- _EXERCISE DESCRIPTION_: Reproduce the data below verbatim, starting at the line that contains "Where can the brown glaze" and ending at the line that contains "<point>680,245</point>", with both of those lines included.

- _MATERIAL FOR THE TASK_:
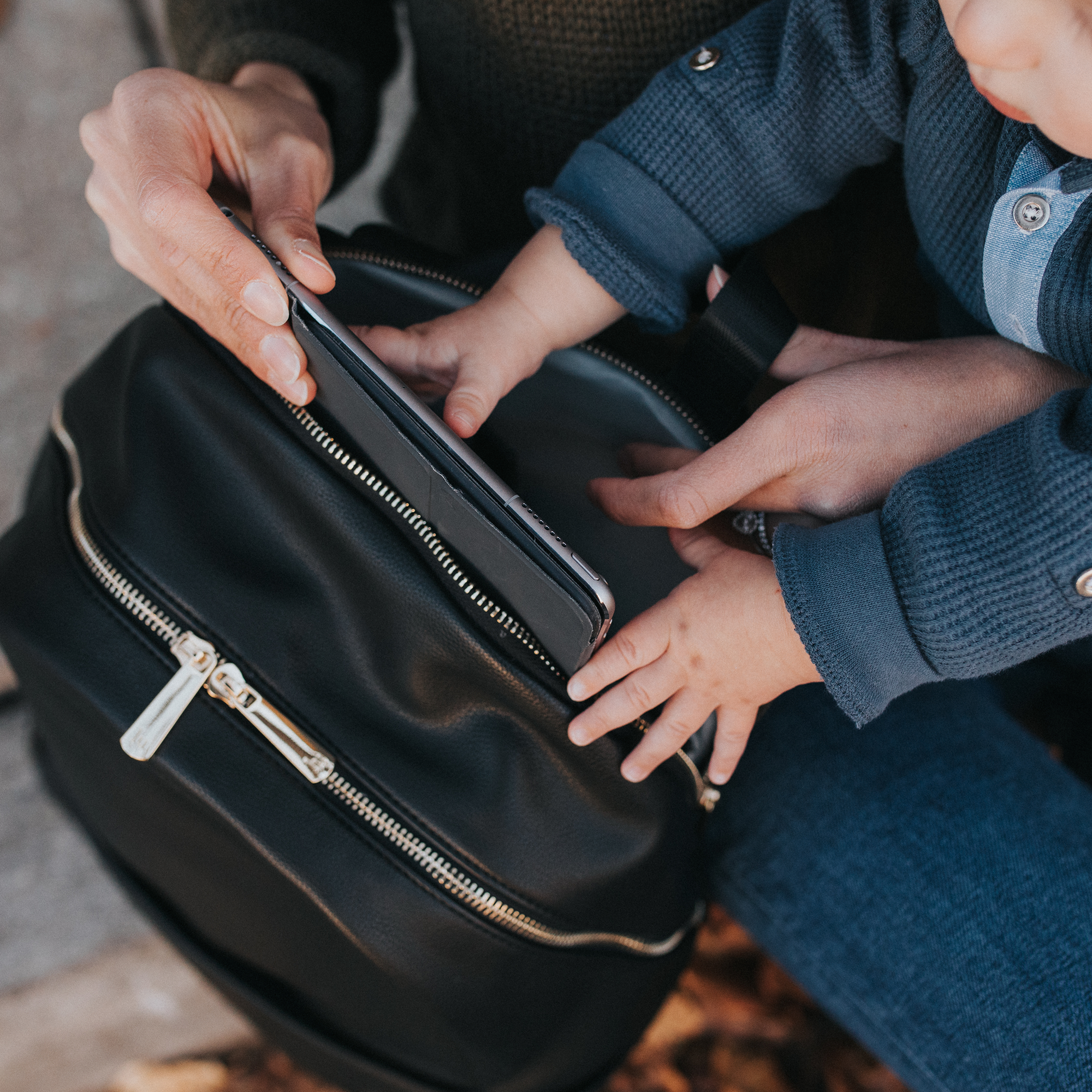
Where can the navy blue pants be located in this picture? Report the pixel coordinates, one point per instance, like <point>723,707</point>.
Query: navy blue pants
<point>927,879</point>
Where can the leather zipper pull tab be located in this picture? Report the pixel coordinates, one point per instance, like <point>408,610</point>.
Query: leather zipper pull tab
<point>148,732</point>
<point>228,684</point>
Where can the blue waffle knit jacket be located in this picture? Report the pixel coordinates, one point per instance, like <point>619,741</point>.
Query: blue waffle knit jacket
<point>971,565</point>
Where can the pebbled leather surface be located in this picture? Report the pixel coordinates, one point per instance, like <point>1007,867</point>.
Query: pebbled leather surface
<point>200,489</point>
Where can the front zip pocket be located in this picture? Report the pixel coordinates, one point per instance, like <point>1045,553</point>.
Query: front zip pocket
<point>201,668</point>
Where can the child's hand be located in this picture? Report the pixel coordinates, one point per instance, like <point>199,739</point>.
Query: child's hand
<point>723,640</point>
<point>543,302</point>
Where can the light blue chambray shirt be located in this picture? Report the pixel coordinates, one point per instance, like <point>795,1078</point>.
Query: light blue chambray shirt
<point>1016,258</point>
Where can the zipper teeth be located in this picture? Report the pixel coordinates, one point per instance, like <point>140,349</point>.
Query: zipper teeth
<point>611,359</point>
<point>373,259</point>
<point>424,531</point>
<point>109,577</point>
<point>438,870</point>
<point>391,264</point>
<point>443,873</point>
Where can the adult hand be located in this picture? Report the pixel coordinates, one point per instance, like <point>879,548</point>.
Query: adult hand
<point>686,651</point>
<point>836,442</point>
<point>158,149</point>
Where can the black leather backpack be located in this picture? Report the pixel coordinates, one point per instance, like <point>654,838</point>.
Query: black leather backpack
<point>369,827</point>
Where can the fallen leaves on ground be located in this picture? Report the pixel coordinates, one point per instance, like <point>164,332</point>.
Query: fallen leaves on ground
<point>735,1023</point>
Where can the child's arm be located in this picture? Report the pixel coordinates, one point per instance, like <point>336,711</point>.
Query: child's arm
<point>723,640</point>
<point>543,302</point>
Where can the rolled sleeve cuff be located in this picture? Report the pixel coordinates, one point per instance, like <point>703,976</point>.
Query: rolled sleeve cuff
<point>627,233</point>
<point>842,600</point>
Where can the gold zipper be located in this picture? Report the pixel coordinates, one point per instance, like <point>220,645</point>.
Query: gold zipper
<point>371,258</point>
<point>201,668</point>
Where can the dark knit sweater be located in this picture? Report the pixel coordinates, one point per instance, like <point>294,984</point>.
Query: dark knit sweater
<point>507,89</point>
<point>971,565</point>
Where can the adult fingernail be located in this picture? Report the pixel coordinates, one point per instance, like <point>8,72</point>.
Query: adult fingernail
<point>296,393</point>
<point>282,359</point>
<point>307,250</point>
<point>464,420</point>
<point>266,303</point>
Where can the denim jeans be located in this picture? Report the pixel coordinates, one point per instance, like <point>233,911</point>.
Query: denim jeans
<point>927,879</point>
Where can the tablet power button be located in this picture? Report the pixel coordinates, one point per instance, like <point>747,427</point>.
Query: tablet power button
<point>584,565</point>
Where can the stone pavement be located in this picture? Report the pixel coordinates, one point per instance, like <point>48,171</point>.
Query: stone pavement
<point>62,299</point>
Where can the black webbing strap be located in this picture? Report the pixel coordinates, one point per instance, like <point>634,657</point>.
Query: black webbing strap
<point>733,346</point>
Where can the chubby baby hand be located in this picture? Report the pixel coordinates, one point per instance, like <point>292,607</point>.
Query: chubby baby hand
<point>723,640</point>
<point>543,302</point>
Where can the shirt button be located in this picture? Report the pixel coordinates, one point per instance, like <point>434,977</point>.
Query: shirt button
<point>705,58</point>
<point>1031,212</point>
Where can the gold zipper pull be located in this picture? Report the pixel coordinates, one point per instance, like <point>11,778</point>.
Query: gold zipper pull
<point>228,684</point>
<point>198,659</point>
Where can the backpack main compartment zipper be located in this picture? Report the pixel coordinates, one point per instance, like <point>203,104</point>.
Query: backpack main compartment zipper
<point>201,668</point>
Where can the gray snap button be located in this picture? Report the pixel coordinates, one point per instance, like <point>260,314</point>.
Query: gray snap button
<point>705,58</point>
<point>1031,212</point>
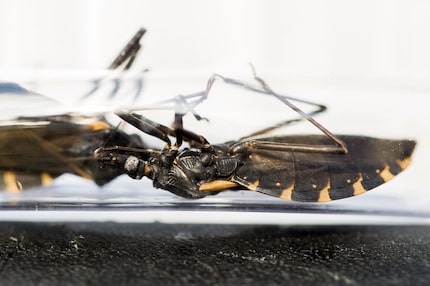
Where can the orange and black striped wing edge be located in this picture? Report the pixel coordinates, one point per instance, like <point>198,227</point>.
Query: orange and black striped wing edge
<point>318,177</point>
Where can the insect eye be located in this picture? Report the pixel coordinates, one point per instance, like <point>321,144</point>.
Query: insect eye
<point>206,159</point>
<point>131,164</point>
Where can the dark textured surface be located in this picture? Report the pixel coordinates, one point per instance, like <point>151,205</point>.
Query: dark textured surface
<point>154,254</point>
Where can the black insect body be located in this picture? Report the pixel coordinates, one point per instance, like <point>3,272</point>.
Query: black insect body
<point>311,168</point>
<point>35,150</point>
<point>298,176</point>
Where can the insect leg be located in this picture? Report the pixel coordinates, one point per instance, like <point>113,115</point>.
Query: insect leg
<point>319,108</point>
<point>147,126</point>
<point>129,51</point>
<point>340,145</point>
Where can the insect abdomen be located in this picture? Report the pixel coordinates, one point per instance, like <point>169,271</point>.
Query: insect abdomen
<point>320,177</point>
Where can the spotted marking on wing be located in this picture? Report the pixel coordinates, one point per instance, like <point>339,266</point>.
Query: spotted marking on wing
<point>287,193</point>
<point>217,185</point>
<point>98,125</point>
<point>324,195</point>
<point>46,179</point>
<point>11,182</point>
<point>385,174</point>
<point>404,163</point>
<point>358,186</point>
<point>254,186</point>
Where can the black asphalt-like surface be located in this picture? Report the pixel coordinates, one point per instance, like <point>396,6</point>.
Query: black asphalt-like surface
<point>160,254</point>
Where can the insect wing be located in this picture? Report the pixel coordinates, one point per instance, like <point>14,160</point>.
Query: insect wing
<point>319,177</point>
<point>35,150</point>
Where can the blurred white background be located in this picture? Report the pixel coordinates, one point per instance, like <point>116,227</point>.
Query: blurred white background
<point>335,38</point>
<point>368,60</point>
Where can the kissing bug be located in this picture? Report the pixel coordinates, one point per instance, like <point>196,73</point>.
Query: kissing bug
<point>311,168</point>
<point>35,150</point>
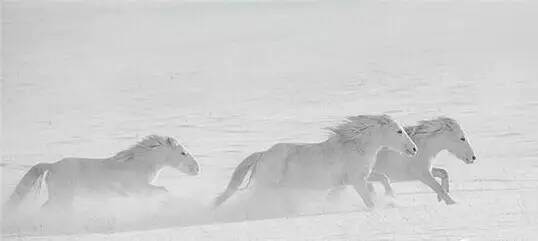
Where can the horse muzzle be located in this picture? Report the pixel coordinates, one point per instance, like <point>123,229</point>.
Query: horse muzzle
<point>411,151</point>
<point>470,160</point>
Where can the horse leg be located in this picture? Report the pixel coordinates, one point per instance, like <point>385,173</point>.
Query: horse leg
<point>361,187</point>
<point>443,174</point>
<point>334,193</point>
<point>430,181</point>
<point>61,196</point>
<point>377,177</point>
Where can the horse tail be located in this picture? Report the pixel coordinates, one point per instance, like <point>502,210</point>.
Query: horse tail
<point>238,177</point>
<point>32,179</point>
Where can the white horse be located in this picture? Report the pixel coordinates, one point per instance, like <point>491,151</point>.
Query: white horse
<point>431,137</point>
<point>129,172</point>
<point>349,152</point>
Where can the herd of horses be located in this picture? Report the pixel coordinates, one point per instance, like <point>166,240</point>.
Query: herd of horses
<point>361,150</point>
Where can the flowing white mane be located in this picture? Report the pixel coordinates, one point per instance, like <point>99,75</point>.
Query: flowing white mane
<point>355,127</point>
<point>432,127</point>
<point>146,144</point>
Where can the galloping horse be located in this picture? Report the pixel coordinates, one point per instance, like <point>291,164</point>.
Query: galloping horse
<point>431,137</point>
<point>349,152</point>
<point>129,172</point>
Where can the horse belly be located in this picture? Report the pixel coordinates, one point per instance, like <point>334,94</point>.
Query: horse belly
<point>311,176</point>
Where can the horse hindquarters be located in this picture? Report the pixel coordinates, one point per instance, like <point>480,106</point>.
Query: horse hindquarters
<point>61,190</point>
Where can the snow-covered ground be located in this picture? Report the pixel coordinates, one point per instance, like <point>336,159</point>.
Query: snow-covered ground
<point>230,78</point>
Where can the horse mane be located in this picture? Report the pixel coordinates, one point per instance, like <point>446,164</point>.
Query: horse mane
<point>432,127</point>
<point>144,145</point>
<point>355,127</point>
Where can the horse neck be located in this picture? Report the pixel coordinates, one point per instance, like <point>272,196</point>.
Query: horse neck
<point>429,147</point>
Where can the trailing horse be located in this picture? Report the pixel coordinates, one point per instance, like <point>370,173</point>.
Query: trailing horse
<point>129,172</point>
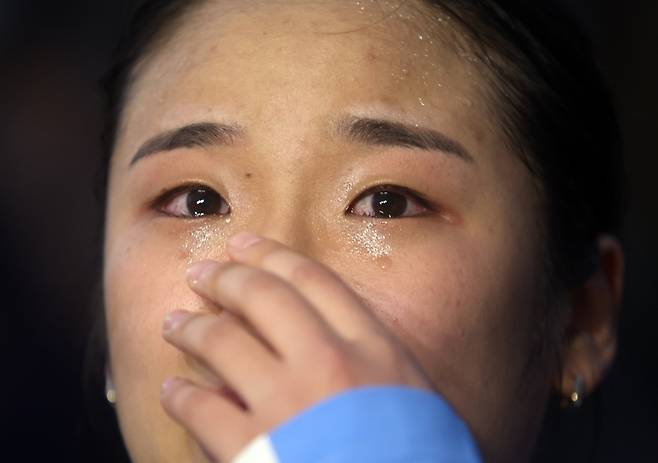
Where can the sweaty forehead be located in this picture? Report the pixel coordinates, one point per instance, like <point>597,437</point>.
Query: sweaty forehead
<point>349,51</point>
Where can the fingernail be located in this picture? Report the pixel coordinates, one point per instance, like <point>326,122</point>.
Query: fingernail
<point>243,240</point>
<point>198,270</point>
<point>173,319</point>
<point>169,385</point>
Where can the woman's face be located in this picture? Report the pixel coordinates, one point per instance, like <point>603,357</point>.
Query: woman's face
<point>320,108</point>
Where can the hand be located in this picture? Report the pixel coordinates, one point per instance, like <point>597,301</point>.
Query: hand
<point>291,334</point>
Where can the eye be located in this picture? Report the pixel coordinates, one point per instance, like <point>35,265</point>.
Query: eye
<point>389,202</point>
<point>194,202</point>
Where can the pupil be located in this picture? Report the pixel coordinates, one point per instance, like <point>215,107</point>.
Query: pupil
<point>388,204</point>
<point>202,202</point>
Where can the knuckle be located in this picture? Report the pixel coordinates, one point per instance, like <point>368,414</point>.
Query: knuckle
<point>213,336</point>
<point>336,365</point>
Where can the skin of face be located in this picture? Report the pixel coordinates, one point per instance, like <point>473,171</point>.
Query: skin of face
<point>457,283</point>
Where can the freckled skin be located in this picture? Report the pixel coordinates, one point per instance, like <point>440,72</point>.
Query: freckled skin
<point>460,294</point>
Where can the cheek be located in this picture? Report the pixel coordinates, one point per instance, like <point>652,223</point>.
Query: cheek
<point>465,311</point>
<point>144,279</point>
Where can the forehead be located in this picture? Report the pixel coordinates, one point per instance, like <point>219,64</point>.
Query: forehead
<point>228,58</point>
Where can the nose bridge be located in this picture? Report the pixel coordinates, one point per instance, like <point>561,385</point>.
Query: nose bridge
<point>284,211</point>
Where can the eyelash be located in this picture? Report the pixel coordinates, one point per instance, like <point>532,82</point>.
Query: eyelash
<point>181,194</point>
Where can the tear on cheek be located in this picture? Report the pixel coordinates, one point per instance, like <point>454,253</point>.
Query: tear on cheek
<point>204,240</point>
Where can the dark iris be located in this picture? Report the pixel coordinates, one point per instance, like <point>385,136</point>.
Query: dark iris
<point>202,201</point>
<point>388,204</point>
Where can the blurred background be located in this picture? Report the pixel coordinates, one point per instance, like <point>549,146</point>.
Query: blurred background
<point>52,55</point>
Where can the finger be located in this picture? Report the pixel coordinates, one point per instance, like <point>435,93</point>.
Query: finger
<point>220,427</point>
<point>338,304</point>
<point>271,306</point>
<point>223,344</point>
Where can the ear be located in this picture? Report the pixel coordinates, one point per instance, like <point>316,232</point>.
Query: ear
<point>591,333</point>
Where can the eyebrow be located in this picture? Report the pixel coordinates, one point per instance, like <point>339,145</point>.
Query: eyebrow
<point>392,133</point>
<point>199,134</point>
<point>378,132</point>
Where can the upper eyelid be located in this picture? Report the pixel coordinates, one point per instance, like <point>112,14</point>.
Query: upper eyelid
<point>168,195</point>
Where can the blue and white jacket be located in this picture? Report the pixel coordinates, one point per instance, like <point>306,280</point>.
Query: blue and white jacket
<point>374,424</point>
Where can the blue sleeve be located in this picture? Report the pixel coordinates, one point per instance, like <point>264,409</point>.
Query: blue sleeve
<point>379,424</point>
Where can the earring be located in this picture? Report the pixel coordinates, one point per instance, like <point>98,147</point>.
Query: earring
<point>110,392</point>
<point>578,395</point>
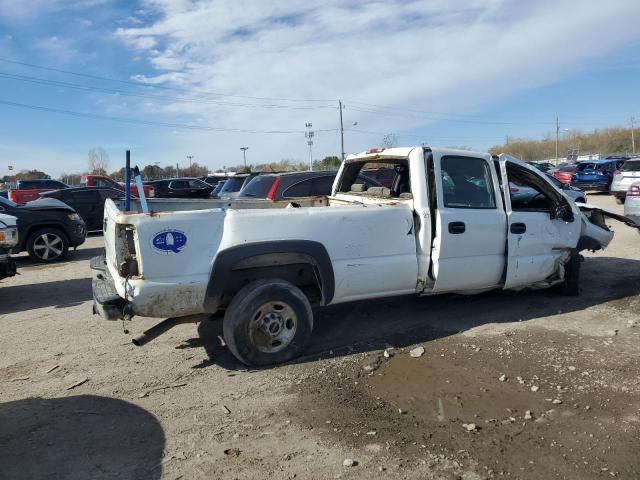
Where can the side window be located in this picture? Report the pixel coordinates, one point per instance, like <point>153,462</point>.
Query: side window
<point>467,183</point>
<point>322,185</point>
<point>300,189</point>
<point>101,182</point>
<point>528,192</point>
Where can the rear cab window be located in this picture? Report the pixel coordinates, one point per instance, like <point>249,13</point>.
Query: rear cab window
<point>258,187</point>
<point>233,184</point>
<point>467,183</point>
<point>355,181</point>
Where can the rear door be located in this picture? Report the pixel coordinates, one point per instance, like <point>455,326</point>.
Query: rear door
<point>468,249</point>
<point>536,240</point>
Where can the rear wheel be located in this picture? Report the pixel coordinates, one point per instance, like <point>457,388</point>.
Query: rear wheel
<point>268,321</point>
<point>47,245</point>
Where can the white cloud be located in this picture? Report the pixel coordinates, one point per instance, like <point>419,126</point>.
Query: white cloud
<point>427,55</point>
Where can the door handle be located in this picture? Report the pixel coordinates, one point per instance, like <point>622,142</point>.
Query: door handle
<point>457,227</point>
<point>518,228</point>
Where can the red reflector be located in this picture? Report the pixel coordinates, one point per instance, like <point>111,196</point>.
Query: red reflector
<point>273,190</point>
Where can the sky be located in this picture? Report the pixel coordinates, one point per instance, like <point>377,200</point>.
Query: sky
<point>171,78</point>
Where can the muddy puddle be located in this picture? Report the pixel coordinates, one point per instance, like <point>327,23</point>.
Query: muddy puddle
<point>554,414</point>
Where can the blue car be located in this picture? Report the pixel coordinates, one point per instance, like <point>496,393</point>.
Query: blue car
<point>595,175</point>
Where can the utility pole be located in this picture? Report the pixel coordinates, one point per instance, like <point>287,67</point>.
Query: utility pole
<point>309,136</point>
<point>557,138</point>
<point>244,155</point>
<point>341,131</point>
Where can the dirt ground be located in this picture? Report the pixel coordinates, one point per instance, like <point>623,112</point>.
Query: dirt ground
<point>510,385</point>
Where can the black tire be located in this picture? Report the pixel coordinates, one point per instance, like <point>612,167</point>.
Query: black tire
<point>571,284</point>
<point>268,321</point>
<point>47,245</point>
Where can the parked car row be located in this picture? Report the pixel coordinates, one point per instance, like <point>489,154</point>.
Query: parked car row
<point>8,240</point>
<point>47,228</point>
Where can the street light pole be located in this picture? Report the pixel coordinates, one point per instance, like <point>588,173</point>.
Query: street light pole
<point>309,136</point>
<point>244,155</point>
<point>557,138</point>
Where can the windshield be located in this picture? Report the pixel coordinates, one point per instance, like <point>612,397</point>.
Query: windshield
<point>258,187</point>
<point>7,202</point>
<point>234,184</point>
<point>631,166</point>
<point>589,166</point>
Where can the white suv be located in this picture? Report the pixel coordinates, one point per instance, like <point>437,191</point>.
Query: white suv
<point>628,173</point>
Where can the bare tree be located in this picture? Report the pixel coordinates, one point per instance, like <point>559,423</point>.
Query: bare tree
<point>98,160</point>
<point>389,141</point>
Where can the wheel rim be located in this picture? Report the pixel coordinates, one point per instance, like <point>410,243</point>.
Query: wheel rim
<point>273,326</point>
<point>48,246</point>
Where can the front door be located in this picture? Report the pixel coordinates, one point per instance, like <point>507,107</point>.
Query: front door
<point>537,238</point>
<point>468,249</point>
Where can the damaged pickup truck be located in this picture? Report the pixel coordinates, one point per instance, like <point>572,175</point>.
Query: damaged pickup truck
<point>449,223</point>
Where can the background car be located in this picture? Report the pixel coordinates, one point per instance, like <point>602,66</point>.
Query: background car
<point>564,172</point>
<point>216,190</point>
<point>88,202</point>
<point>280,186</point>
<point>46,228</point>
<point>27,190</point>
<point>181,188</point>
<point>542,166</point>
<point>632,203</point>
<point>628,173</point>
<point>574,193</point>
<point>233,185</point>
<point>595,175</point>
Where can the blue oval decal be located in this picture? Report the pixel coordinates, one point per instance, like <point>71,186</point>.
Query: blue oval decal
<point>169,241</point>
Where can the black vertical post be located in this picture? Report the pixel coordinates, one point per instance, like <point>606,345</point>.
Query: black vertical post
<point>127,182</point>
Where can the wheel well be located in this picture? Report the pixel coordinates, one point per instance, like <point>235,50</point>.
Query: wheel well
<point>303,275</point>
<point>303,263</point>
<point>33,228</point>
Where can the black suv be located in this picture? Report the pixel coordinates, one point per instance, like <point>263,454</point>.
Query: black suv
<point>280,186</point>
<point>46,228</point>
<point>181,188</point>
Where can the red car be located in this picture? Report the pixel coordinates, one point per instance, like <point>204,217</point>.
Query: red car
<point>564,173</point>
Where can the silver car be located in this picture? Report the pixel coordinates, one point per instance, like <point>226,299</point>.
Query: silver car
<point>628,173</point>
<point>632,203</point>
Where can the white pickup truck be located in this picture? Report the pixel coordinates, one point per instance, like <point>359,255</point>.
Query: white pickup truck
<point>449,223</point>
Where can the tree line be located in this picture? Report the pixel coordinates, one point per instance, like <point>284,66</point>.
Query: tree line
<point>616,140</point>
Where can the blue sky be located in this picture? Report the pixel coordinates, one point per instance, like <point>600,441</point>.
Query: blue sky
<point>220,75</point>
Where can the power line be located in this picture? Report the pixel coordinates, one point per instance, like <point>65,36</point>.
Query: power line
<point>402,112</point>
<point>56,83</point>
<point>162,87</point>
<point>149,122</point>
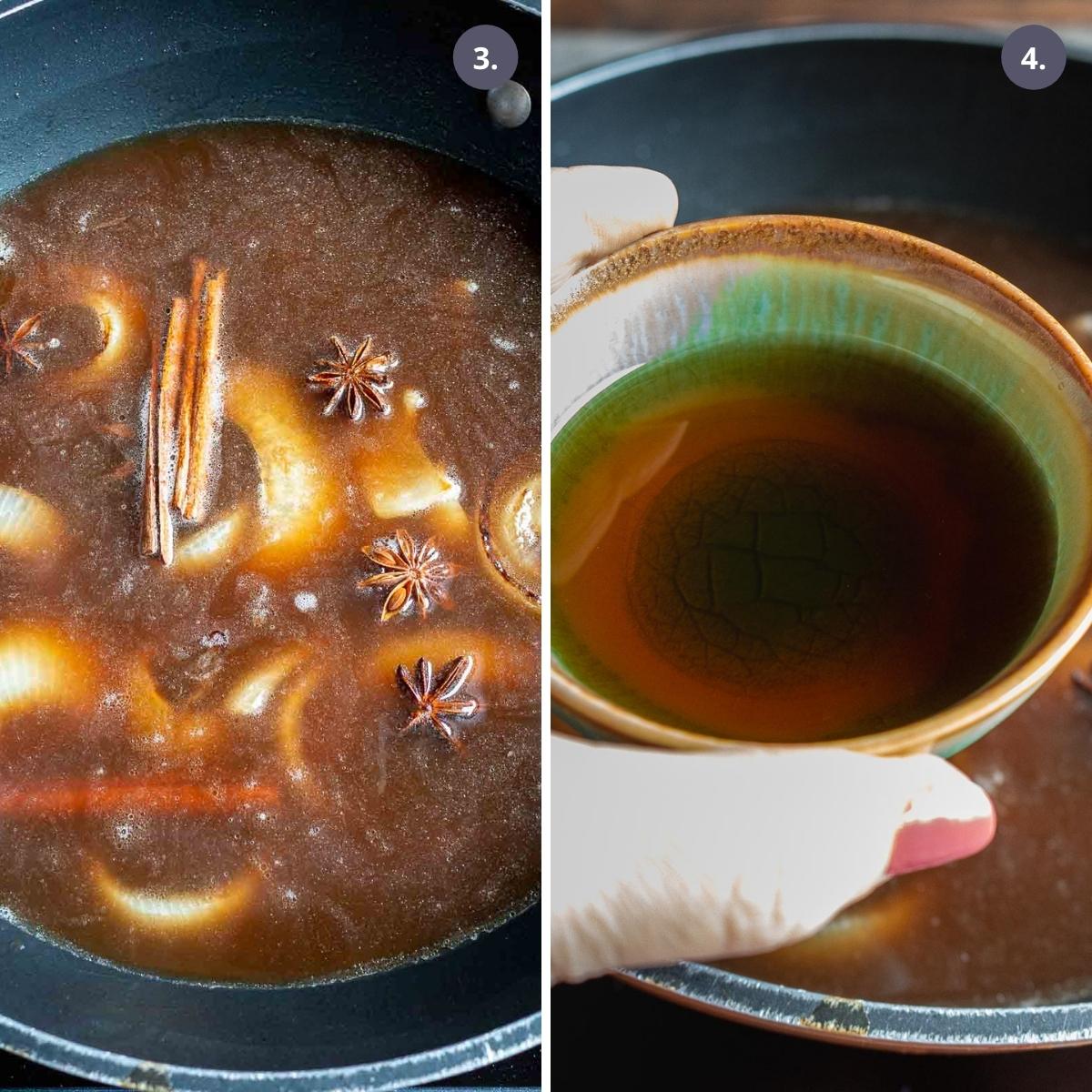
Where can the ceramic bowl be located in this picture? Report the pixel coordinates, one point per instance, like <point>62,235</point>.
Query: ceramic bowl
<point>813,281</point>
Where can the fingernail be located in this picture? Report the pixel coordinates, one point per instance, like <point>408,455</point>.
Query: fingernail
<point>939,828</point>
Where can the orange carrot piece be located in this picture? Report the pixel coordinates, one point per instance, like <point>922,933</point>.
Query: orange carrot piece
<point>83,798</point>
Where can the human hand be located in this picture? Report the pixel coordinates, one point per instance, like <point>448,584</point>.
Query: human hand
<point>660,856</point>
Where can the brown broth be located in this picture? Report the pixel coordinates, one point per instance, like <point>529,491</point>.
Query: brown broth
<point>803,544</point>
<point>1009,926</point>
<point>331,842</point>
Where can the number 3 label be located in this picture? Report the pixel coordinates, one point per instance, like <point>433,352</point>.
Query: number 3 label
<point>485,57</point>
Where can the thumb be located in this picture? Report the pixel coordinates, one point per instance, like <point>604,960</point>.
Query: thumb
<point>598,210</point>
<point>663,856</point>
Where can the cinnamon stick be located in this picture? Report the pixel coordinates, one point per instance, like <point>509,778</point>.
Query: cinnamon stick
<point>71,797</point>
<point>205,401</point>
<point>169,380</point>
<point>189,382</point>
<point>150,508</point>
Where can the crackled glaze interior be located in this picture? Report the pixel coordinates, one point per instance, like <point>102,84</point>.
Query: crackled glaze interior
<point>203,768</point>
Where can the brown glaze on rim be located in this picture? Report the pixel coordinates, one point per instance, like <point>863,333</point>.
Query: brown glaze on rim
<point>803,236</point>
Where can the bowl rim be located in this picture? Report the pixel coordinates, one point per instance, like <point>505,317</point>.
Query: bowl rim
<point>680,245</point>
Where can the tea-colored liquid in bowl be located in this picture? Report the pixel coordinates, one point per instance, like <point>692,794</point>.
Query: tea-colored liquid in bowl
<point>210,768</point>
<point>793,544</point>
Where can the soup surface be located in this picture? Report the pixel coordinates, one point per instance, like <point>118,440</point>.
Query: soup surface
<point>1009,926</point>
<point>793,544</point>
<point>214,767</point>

- _THE ANSWER_:
Where can the brown glaze on rim be located in this picture? Report the pixel coordinates, one point per instance, like <point>863,333</point>.
Query: brown glaze on rim
<point>803,236</point>
Where can the bowl rim be located in this picture? Report the pixel coordinates, one point per instance, like <point>505,317</point>.
Query: bowl rim
<point>680,245</point>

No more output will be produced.